:: Extracted text ::
------------

Luck had little to do with it.

“China’s flood fighting strategy is to discharge flood [waters] to farmland,” as a means to secure cities and industrial areas, says Li.


The Wangjiaba sluice gates were opened to divert the floodwater of Huaihe River into the Mengwa area in the Anhui province of China, pictured here, on July 21, 2020. Zhang Yazi—China News/Getty Images

China has over 98,000 dams in total, more than any other country on earth. In response to 1998 flooding, the central government created seven river basin committees to provide funding for infrastructure projects and plan flood control measures along major waterways. The initiative doubled-down on China's reliance on its vast network of dams along the Yangtze and its tributaries, the most direct method Beijing uses to control floods and insulate cities.

The strategy was on display on July 19, when authorities in central China's Anhui province opened sluice gates of the Wangjiaba dam, a move that protected cities and more populous areas downstream but flooded acres of farmland and forced the immediate evacuation of thousands of rural residents.

------------

:: Data extract ::

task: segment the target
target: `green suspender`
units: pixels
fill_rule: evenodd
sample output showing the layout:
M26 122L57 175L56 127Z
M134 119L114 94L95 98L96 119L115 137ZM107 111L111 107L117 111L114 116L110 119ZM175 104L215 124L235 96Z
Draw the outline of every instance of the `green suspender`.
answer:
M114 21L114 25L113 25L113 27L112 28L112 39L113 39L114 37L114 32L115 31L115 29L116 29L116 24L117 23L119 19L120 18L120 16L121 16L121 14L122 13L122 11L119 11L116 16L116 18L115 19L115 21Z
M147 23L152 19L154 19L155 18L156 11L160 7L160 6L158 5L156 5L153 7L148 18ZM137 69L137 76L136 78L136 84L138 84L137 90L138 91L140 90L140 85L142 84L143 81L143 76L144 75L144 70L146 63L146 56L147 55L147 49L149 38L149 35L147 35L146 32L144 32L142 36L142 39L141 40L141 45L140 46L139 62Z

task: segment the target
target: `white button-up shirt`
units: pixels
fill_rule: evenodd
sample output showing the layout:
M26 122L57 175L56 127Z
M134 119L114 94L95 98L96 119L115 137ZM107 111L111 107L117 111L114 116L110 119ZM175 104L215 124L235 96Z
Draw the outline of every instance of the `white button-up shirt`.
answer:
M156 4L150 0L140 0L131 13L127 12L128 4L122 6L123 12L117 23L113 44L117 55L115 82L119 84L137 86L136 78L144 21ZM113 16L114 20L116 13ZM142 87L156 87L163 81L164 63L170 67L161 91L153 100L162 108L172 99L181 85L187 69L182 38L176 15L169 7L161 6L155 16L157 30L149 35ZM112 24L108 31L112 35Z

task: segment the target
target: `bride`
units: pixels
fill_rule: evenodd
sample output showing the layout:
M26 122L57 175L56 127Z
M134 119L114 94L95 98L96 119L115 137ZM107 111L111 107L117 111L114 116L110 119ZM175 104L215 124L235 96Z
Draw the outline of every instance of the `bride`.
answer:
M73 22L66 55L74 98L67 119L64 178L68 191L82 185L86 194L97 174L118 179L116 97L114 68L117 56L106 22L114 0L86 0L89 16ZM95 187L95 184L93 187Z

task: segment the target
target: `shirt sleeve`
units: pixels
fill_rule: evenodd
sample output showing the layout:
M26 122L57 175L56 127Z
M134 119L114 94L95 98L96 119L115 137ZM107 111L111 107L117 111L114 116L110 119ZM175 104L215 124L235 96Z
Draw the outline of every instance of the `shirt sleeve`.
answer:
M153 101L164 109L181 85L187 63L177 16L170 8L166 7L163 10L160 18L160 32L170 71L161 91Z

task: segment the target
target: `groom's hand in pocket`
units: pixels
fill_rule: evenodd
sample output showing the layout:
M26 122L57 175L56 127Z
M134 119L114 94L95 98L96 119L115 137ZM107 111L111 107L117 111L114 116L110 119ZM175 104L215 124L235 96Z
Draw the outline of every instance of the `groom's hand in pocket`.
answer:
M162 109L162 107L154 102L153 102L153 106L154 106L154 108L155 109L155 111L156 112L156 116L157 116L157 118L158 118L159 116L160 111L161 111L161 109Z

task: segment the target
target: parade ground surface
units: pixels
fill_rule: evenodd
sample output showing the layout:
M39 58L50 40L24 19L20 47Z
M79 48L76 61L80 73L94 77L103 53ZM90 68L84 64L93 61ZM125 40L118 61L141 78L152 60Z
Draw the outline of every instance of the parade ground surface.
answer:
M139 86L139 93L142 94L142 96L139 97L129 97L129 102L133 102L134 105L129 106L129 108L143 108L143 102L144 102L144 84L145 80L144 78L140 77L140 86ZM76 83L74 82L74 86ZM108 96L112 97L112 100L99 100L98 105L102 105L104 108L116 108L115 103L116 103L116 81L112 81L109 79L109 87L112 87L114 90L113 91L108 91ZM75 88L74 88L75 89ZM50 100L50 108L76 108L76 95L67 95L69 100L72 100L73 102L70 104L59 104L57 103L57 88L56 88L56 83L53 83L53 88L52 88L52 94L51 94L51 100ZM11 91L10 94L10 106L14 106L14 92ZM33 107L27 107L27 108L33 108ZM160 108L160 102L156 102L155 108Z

------------

:: Problems and tasks ::
**a)** In the article on China's flood-control strategy, change "river basin committees" to "river basin commissions" and give the section from "The Wangjiaba sluice" up to and including "and insulate cities.".
**b)** Carry the article on China's flood-control strategy forward from its last sentence.

:: Solved tasks ::
**a)**
The Wangjiaba sluice gates were opened to divert the floodwater of Huaihe River into the Mengwa area in the Anhui province of China, pictured here, on July 21, 2020. Zhang Yazi—China News/Getty Images

China has over 98,000 dams in total, more than any other country on earth. In response to 1998 flooding, the central government created seven river basin commissions to provide funding for infrastructure projects and plan flood control measures along major waterways. The initiative doubled-down on China's reliance on its vast network of dams along the Yangtze and its tributaries, the most direct method Beijing uses to control floods and insulate cities.

**b)**
In the town of Youdunjie, which lies on a small river just south of the Yangtze in China's eastern Jiangxi province, floodwaters reached the second story of homes in mid-July after authorities in a nearby province discharged their floodwaters, according to Sixthtone. Residents of Youdunjie were relatively defenseless to the onslaught, as local authorities lacked the infrastructure or resources to divert floods from the village.

On July 22, Reuters reported that a 55-year-old dam collapsed in the southern province of Guangxi, leaving downstream communities vulnerable to flooding.


Aerial photo taken on July 27, 2020, shows floodwater being discharged from the Three Gorges Dam in central China's Hubei province. Zheng Jiayu—Xinhua/Getty Images

Li estimates that the 2020 crisis has flooded over 20,000 square miles of Chinese farmland and says there are early signs the 2020 floods have destroyed some crop harvests. The 2016 floods covered nearly the same amount of farmland, while 1998 floods submerged over 80,000 square miles of agricultural land, according to Li.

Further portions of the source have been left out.